→ Work required:
Search the entries below for the word "concrete" and copy each line that has it.
== Information given ==
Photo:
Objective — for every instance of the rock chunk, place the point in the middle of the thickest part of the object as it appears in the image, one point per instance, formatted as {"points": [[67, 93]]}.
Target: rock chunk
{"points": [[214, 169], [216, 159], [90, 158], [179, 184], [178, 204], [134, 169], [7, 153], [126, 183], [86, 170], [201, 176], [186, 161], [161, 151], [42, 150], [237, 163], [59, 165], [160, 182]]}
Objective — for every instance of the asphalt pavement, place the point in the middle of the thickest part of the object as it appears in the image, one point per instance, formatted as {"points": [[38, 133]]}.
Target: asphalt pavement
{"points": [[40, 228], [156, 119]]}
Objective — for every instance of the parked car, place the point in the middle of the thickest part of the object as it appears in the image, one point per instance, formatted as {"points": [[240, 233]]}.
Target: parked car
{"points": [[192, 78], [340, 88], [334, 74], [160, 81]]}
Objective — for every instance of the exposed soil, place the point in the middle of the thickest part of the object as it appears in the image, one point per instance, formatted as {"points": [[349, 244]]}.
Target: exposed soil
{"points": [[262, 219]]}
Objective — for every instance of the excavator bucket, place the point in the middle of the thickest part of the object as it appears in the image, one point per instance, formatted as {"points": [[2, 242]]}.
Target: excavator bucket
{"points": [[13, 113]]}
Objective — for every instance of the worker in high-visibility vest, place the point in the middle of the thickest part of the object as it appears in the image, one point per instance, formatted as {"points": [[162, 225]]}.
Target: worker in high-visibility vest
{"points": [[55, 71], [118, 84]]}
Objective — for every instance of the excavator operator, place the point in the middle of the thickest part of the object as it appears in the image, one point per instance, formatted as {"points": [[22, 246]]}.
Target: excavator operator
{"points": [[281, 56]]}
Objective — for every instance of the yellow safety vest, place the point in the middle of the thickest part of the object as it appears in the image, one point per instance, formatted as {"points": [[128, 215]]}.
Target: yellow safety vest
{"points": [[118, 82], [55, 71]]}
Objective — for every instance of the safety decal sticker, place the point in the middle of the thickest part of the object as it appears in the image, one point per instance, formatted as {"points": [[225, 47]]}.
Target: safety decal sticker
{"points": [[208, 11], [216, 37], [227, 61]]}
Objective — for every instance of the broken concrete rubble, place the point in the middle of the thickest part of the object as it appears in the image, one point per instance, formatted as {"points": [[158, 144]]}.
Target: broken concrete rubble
===
→ Written answer:
Objective — for every instance of the broken concrete rubble, place the point in the middle of the thickest part of the object as it appears in the image, one point per instance, formatted as {"points": [[158, 144]]}.
Target: broken concrete rubble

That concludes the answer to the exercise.